* _Goal_: Reproduce all of the data below line for line, with no changes. Leave the pictures out.

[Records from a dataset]
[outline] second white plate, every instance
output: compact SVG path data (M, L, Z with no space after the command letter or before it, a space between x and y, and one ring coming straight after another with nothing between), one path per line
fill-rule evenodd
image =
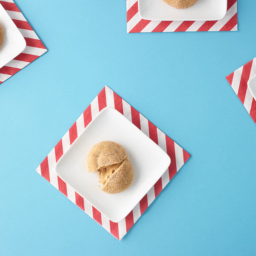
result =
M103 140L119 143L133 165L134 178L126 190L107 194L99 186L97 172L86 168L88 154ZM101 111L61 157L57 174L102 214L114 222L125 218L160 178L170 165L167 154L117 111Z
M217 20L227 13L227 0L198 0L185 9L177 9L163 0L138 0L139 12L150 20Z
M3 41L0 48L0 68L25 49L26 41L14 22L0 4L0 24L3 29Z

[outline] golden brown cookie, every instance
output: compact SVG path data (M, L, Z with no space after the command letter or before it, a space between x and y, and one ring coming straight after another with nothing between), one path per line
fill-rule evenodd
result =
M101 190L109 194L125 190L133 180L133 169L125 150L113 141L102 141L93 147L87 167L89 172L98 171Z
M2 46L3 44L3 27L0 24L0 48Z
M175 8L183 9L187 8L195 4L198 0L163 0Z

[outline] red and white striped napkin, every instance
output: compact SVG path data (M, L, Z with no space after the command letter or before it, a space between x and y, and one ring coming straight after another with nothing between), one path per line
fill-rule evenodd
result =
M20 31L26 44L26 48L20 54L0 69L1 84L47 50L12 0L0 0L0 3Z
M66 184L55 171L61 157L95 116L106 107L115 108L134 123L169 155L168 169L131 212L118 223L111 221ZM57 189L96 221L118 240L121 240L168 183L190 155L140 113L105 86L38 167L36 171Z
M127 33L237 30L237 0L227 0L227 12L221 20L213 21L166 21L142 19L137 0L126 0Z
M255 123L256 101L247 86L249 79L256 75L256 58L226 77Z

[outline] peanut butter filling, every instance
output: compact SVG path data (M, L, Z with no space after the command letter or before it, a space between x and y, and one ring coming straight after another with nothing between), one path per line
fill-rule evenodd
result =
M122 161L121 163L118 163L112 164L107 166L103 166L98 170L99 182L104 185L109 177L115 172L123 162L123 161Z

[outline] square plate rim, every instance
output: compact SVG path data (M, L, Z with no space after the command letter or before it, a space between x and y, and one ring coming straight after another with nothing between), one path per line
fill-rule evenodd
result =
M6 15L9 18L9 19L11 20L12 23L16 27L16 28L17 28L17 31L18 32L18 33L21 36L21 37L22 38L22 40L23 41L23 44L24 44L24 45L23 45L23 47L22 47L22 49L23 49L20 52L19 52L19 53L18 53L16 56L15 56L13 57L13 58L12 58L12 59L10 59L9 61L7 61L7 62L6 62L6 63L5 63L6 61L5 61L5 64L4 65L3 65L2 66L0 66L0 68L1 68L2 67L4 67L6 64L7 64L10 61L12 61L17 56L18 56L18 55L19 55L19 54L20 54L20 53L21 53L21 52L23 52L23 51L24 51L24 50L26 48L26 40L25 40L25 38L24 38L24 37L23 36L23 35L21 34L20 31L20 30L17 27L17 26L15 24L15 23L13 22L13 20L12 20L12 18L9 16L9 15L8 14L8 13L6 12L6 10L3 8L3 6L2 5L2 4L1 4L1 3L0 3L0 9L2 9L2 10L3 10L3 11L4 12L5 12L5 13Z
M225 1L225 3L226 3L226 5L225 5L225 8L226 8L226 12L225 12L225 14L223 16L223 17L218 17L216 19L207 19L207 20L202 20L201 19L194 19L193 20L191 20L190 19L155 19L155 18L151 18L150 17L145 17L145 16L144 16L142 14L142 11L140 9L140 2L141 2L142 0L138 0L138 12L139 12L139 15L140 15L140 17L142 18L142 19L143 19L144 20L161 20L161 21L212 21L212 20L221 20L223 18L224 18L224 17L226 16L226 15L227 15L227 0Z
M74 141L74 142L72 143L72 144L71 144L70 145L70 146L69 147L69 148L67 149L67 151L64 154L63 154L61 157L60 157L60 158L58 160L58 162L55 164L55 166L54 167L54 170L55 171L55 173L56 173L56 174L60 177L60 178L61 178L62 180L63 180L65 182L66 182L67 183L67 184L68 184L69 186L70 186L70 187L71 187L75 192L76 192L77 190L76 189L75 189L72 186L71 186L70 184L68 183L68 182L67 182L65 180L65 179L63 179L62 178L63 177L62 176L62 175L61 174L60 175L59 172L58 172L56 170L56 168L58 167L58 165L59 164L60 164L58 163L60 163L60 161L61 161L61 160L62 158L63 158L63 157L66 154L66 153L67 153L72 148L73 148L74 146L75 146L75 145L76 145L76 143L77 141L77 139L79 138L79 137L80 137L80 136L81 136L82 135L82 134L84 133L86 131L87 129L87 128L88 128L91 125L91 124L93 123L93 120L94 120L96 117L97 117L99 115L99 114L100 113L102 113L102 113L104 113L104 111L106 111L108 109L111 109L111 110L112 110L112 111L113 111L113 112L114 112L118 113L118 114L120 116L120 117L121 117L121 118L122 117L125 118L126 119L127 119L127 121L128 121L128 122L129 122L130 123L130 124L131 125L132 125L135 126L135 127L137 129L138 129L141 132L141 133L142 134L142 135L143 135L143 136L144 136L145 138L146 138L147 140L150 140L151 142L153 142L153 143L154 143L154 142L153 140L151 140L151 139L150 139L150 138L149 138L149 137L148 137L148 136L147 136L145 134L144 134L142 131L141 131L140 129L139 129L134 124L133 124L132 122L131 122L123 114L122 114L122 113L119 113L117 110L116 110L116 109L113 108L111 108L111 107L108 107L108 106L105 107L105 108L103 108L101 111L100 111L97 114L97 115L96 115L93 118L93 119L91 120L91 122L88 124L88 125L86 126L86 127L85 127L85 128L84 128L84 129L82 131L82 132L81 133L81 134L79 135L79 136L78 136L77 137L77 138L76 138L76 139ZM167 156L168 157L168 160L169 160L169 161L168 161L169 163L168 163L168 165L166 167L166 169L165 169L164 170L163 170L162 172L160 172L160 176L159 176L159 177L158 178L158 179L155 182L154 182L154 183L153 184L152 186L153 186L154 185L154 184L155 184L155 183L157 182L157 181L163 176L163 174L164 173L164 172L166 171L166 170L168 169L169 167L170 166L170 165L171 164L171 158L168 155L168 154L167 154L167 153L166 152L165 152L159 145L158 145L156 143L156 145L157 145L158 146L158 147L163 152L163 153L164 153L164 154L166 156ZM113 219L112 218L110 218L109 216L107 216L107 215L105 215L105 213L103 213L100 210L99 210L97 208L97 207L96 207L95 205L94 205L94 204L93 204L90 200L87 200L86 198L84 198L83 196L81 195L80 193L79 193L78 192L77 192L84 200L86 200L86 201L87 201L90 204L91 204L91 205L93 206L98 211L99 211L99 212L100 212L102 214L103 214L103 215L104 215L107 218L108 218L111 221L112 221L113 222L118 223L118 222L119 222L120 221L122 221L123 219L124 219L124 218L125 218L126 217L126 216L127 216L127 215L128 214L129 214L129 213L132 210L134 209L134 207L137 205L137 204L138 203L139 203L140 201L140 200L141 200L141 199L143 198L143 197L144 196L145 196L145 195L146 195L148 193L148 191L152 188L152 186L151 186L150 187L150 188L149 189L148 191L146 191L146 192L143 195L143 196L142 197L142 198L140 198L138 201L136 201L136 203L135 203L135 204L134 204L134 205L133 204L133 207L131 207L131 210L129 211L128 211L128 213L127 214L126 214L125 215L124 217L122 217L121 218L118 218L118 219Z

* _Output below_:
[outline] second white plate, every instance
output: compact SVG path data (M, L, Z with no space after the command letter or before it, a space between x and y, and one ring coming straight after another with nothing between), one path per line
fill-rule evenodd
image =
result =
M103 140L119 143L133 165L134 178L126 190L107 194L99 186L97 172L86 168L88 154ZM101 111L61 157L57 174L102 214L114 222L125 218L160 178L170 165L167 154L117 111Z
M217 20L227 13L227 0L198 0L185 9L177 9L163 0L138 0L139 12L150 20Z
M3 41L0 48L0 68L25 49L26 41L14 22L0 4L0 24L3 29Z

[outline] golden brown cookie, every instance
output: compact SVG path data (M, L, Z with no space after the command letter or before it, a space between x and y, and one ring coming straight after another with nothing between), one path per line
fill-rule evenodd
result =
M101 190L109 194L125 190L133 180L133 169L125 150L113 141L102 141L93 147L87 167L89 172L98 171Z
M2 46L3 44L3 27L0 24L0 48Z
M175 8L183 9L187 8L195 4L198 0L163 0Z

[outline] red and white striped napkin, every instance
output: compact SVG path data (M, L, Z with no space after the command letter or before it, a space between x and y, and one ring coming straight after another with nothing between), one path per line
fill-rule evenodd
result =
M20 31L26 44L26 48L20 54L0 69L1 84L47 50L12 0L0 0L0 3Z
M66 184L55 171L61 157L95 116L106 107L115 108L134 123L169 155L168 169L131 212L118 223L111 221ZM57 189L96 221L118 240L121 240L168 183L190 155L140 113L105 86L38 167L36 171Z
M127 33L237 30L237 0L227 0L227 12L221 20L213 21L166 21L142 19L137 0L126 0Z
M255 123L256 101L247 86L249 79L256 75L256 58L226 77Z

[outline] peanut butter filling, every instance
output: compact SVG path data (M, L, Z with no space after the command letter or before it, a space between x and y, and one ring coming straight after another with nothing between), one path per line
fill-rule evenodd
result =
M122 161L121 163L118 163L112 164L107 166L103 166L98 170L99 182L104 185L109 177L115 172L123 162L123 161Z

[outline] square plate rim, every instance
output: compact SVG path data (M, L, Z with no space after the command letter or before it, a space between x and y, and one ring coming straight after another with nothing between), one path per line
fill-rule evenodd
result =
M6 15L9 18L9 19L11 20L12 23L16 27L16 28L17 28L17 31L18 32L18 33L21 36L21 37L22 38L22 40L23 41L23 44L24 44L24 45L23 45L23 47L22 47L22 49L23 49L20 52L19 52L19 53L18 53L16 56L15 56L13 57L13 58L12 58L12 59L10 59L9 61L7 61L7 62L6 62L6 63L5 63L6 61L5 61L5 64L4 65L3 65L2 66L0 66L0 68L1 68L2 67L4 67L6 64L7 64L10 61L12 61L17 56L18 56L18 55L19 55L19 54L20 54L20 53L21 53L21 52L23 52L23 51L24 51L24 50L26 48L26 40L25 40L25 38L24 38L24 37L23 36L23 35L21 34L20 31L20 30L17 27L17 26L15 24L15 23L13 22L13 20L12 20L12 18L9 16L9 15L8 14L8 13L6 12L6 10L3 8L3 6L2 5L2 4L1 4L1 3L0 3L0 9L2 9L2 10L3 10L3 11L4 12L5 12L5 13Z
M225 1L225 3L226 3L226 5L225 5L225 8L226 8L226 12L225 12L225 14L223 16L223 17L218 17L216 19L207 19L207 20L202 20L201 19L194 19L193 20L191 20L190 19L155 19L155 18L151 18L150 17L145 17L145 16L144 16L142 14L142 11L140 9L140 2L141 2L142 0L138 0L138 12L139 12L139 15L140 15L140 17L142 18L142 19L143 19L144 20L161 20L161 21L212 21L212 20L221 20L223 18L224 18L224 17L226 16L226 15L227 15L227 0Z
M74 141L74 142L72 143L72 144L71 144L70 145L70 146L69 147L69 148L67 149L67 151L64 154L63 154L61 157L60 157L60 158L58 160L58 162L55 164L55 166L54 167L54 170L55 171L55 173L56 173L56 174L60 177L60 178L61 178L62 180L63 180L65 182L66 182L67 183L67 184L68 184L69 186L70 186L70 187L71 187L75 192L76 192L77 190L76 189L75 189L72 186L71 186L70 184L68 183L68 182L67 182L65 180L65 179L63 179L62 178L63 177L62 176L62 175L61 174L60 175L59 172L58 172L56 170L56 168L58 167L58 165L59 164L60 164L58 163L60 163L60 161L61 161L61 160L62 158L63 158L63 157L66 154L66 153L67 153L72 148L73 148L74 146L75 146L75 145L76 145L76 143L77 141L77 139L79 138L79 137L80 137L80 136L81 136L82 135L82 134L84 133L86 131L87 129L87 128L88 128L91 125L91 124L93 123L93 120L94 120L96 117L97 117L99 115L99 114L100 113L102 113L102 113L104 113L104 111L106 111L108 109L111 109L111 110L112 110L112 111L113 111L113 112L114 112L118 113L118 114L120 116L120 117L121 117L121 118L122 117L125 118L126 119L127 119L127 121L128 121L128 122L129 122L130 123L130 124L131 125L132 125L135 126L135 127L137 129L138 129L141 132L141 133L142 134L142 135L143 135L143 136L144 136L145 138L146 138L147 140L150 140L151 142L153 142L153 143L154 143L154 142L153 140L151 140L151 139L150 139L150 138L149 138L149 137L148 137L148 136L147 136L145 134L144 134L142 131L141 131L140 129L139 129L134 124L133 124L132 122L131 122L123 114L122 114L122 113L119 113L117 110L116 110L116 109L113 108L111 108L111 107L108 107L108 106L105 107L105 108L103 108L101 111L100 111L97 114L97 115L96 115L93 118L93 119L91 120L91 122L88 124L88 125L86 126L86 127L85 127L85 128L84 128L84 129L82 131L82 132L81 133L81 134L79 135L79 136L78 136L77 137L77 138L76 138L76 139ZM167 156L168 157L168 160L169 160L169 161L168 161L169 163L168 163L168 165L166 167L166 169L165 169L164 170L163 170L162 172L160 172L160 176L159 176L159 177L158 178L158 179L155 182L154 182L154 183L153 184L152 186L153 186L154 185L154 184L155 184L155 183L157 182L157 181L163 176L163 174L164 173L164 172L166 171L166 170L168 169L169 167L170 166L170 165L171 164L171 158L168 155L168 154L167 154L167 153L166 152L165 152L159 145L158 145L156 143L156 145L157 145L158 146L158 147L163 152L163 153L164 153L164 154L166 156ZM113 219L112 218L110 218L109 216L107 216L107 215L105 215L105 213L103 213L100 210L99 210L97 208L97 207L96 207L95 205L94 205L94 204L93 204L90 200L87 200L86 198L84 198L83 196L81 195L80 193L79 193L78 192L77 192L84 200L86 200L86 201L87 201L90 204L91 204L91 205L93 206L98 211L99 211L99 212L100 212L102 214L103 214L103 215L104 215L107 218L108 218L111 221L112 221L113 222L118 223L118 222L119 222L120 221L122 221L123 219L124 219L124 218L125 218L126 217L126 216L127 216L127 215L128 214L129 214L129 213L132 210L134 209L134 207L137 205L137 204L138 203L139 203L140 201L140 200L141 200L141 199L143 198L143 197L144 196L145 196L145 195L146 195L148 193L148 191L152 188L152 186L151 186L150 187L150 188L149 189L148 191L146 191L146 192L143 195L143 196L142 197L142 198L140 198L138 201L136 201L136 203L135 203L135 204L134 204L134 205L133 204L133 207L131 207L131 210L129 211L128 211L128 213L127 214L126 214L125 215L124 217L122 217L121 218L118 218L118 219Z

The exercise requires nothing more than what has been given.